Selected passage =
Comparing skill scores, mass balance, and the count of months with negative flow, we chose \(\lambda = 10\).

Yom

Check GA convergence

Read saved results

y17sols <- lapply(lambdaChars, \(s) readRDS(glue('results/Y17A/Y17_pop600_gen600_lambda{s}_no_log_std_s100.RDS')))
names(y17sols) <- lambdaChars

Plot GA outputs

par(mfrow = c(4, 2))
invisible(mapply(\(s, ch) plot(s, main = paste0('\u03bb = ', ch), ylim = c(-70, -27)),
          y17sols, lambdaChars))

Convergence is good.

Skills

y17mbPool <- rbindlist(lapply(y17sols, \(s) y17poolDT[c(s@solution) == 1]), idcol = 'lambda')
y17mbPool[, lambda := as.integer(lambda)]

set.seed(24)
y17cvFolds <- make_Z(y17years, nRuns = 20, frac = 0.25, contiguous = TRUE)

y17pcAllseasons <- 
  lapply(lambdas, \(l)
    lapply(seasons, \(s) {
      Qa <- y17tar[s]
      X <- y17Xused[, y17mbPool[season == s & lambda == l, site2]]
      PC <- wPCA(X, use.eigen = FALSE, return.matrix = TRUE)

Material provided =
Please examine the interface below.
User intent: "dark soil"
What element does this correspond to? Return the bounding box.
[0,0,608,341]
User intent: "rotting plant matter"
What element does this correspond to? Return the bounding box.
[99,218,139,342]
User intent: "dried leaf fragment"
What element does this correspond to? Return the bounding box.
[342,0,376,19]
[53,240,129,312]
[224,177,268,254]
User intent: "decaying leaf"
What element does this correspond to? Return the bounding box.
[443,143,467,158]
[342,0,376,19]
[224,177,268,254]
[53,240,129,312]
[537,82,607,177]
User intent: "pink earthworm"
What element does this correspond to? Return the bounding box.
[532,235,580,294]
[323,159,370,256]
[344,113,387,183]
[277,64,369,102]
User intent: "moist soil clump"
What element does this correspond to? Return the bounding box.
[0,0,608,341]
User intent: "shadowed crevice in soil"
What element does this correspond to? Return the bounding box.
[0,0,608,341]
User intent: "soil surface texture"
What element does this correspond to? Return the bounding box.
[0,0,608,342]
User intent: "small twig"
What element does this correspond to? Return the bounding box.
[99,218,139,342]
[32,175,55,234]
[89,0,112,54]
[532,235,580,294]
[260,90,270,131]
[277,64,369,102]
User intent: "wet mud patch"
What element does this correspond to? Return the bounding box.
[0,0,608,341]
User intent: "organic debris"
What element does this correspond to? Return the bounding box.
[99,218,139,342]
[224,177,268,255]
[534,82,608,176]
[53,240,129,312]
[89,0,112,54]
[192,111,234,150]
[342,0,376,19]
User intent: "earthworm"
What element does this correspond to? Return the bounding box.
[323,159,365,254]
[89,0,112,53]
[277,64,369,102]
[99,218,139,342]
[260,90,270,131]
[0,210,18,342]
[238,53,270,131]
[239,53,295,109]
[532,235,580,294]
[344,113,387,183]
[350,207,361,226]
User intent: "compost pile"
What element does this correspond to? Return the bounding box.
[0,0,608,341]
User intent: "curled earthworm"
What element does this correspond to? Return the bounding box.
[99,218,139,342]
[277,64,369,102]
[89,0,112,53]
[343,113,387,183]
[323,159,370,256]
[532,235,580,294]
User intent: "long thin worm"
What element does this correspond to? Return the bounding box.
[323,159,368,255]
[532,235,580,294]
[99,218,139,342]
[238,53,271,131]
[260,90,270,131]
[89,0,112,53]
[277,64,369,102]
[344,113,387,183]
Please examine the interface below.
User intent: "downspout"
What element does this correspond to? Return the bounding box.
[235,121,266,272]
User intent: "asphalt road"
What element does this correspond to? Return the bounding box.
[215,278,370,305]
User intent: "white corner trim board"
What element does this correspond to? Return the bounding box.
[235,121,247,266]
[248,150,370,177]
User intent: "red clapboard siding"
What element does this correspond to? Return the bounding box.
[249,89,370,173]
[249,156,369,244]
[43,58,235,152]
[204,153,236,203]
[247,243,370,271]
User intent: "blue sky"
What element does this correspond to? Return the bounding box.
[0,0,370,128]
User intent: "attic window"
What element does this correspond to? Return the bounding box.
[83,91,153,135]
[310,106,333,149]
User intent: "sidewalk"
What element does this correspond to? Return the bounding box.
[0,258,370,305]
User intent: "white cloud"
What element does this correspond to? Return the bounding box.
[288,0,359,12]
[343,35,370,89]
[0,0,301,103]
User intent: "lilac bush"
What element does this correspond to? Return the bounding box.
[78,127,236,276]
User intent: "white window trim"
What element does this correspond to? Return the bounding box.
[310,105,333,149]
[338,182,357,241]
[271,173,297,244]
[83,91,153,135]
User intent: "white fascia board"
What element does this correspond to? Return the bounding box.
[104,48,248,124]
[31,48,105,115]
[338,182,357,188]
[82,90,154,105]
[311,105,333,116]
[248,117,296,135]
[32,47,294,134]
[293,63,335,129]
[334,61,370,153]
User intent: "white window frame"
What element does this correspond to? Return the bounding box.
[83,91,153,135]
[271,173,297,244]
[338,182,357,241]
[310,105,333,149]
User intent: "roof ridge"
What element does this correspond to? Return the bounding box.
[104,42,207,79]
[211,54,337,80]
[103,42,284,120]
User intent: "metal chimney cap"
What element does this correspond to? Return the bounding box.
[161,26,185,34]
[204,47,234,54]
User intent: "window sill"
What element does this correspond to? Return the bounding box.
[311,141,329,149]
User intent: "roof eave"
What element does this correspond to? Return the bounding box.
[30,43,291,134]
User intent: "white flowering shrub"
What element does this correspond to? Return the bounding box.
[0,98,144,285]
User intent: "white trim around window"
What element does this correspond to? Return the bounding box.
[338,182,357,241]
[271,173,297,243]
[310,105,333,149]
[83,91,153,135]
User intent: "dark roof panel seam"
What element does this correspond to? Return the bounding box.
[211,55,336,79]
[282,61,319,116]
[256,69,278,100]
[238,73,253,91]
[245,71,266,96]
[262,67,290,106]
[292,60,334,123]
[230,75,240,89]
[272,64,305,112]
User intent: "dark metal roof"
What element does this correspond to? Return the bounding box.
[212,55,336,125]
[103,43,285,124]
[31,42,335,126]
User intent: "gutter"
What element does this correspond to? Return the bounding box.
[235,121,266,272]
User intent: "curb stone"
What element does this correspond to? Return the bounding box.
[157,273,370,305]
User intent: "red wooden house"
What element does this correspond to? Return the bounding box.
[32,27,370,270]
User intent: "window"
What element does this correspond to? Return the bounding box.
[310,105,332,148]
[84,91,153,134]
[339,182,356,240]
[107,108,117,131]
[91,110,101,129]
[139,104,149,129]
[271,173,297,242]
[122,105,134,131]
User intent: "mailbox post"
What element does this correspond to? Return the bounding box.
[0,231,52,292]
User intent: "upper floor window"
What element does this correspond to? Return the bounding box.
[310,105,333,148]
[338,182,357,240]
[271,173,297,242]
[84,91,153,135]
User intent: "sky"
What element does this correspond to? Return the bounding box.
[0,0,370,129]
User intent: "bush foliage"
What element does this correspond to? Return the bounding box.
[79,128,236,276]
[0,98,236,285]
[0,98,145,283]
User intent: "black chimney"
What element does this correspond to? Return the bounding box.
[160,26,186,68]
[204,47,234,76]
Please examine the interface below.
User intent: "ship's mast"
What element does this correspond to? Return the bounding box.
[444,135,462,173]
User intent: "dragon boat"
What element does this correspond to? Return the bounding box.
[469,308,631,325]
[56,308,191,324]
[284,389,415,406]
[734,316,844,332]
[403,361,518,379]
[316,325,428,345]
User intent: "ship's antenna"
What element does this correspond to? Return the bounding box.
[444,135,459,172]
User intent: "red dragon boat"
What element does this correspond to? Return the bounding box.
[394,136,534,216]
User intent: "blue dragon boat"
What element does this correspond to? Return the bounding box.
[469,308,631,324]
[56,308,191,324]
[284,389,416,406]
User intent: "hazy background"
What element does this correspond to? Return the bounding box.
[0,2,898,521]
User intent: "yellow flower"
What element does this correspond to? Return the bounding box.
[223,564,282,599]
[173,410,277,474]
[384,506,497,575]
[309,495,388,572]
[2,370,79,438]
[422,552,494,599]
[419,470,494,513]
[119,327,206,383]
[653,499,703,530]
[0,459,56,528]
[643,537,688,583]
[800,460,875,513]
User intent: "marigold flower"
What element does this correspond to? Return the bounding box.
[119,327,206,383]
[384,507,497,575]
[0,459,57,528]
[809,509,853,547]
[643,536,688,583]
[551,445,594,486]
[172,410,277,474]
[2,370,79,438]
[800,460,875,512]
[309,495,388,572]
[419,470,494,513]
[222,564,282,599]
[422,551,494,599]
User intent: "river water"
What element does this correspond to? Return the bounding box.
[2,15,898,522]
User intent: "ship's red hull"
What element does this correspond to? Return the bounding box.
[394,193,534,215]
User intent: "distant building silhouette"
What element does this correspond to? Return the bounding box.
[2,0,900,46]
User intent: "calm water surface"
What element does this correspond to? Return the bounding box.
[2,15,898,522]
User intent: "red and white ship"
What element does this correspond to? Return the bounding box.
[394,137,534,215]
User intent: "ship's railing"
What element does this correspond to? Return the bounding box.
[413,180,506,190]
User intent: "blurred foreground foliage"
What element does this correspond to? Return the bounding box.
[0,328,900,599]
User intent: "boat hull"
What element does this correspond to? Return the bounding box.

What to work on =
1. Copy the Yom analysis excerpt word for word, covering the stretch from "y17cvFolds <- make_Z(y17years, nRuns" through "return.matrix = TRUE)".
2. Which criteria does the Yom analysis excerpt give as the basis for choosing the value of lambda? List them all.
3. Extend the Yom analysis excerpt, beginning immediately after its final line of code.

The results =
1.
y17cvFolds <- make_Z(y17years, nRuns = 20, frac = 0.25, contiguous = TRUE)

y17pcAllseasons <- 
  lapply(lambdas, \(l)
    lapply(seasons, \(s) {
      Qa <- y17tar[s]
      X <- y17Xused[, y17mbPool[season == s & lambda == l, site2]]
      PC <- wPCA(X, use.eigen = FALSE, return.matrix = TRUE)

2.
- Skill scores
- Mass balance
- The count of months with negative flow

3.
      sv <- input_selection(PC[which(1750:2005 %in% y17years), ], Qa$Qa, 'leaps backward', nvmax = 8)
      PC[, sv, drop = FALSE]
  }))
y17cv <- lapply(names(lambdas), \(l)
  cv_mb(y17tar, y17pcAllseasons[[l]], y17cvFolds, 1750, 
        lambda = as.numeric(substr(l, 2, 3)), 
        log.trans = NULL, force.standardize = TRUE,
        return.type = 'metrics')) |> 
  rbindlist(idcol = 'lambda')
y17cv[, lambda := lambdas[lambda]]
y17cv[, season := factor(season, seasons)]
y17cvMean <- y17cv[, lapply(.SD, tbrm), .SDcols = c('R2', 'RE', 'CE'), by = .(season, lambda)]
y17cvMeanLong <- melt(y17cvMean, id.vars = c('season', 'lambda'), variable.name = 'metric')
ggplot(y17cvMeanLong) +
  geom_line(aes(lambda, value, colour = metric)) +
  geom_point(aes(lambda, value, colour = metric)) +
  facet_wrap(vars(season), ncol = 4, scales = 'free_y') +
  labs(x = '\u03bb', y = 'Metric value') +
  theme(
    panel.border = element_rect(NA, 'black', 0.2),
    panel.grid.major.x = element_line('gray90'),
    panel.grid.major.y = element_line('gray90'),
    legend.title = element_blank(),
    legend.key.width = unit(2, 'cm'),
    legend.position = c(0.6, 0.1))

Reconstructions

y17rec <- lapply(names(lambdas), function(l)
  mb_reconstruction(y17tar, y17pcAllseasons[[l]], 1750, 
                    lambda = as.numeric(substr(l, 2, 3)), 
                    log.trans = NULL, force.standardize = TRUE)) |> 
  rbindlist()
y17rec[, season := factor(season, seasons)]
setkey(y17rec, season)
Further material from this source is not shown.